▸ DATA SUPPLIED
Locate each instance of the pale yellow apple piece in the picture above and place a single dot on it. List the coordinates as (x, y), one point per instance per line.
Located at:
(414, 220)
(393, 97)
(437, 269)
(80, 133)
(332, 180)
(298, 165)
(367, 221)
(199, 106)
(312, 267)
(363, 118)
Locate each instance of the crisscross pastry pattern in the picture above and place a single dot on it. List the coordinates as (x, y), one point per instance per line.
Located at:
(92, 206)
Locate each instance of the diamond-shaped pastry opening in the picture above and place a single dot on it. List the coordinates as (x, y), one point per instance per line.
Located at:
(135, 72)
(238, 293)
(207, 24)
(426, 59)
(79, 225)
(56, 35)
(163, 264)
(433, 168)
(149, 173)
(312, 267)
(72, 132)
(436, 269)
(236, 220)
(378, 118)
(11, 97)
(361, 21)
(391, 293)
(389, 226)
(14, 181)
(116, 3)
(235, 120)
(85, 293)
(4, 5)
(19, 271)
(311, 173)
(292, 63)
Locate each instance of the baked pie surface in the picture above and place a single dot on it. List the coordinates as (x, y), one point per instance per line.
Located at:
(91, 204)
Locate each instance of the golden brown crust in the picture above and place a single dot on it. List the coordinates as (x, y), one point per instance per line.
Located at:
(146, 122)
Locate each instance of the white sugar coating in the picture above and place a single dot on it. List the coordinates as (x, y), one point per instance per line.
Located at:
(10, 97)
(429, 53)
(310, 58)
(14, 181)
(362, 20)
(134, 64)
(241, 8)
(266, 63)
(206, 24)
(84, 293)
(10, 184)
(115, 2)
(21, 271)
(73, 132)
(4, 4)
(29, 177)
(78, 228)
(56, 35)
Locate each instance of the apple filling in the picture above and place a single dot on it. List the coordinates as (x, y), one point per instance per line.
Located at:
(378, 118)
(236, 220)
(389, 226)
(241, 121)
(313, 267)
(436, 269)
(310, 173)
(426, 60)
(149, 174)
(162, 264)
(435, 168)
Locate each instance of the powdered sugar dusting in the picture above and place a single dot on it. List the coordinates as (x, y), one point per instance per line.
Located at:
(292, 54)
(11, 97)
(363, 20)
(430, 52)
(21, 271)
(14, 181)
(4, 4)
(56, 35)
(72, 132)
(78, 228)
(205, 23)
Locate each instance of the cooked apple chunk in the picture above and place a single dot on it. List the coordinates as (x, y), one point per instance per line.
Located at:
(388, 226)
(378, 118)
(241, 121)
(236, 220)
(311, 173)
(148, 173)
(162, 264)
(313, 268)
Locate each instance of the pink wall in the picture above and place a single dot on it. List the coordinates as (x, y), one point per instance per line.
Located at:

▸ ACTIVITY
Could you reproduce the lines above, from the one that holds "Locate each instance of the cooked" through the last, exactly as they stand?

▸ RESULT OF THE TASK
Locate each instance of the cooked apple chunk in the picture above and place a single dot on it. List the coordinates as (x, y), one point per instance per line.
Located at:
(388, 226)
(378, 118)
(241, 121)
(236, 220)
(311, 173)
(148, 173)
(162, 264)
(313, 268)
Locate each instance of the pink wall in the picture above and place a single dot on it. List the coordinates as (x, y), one point per instance per line.
Located at:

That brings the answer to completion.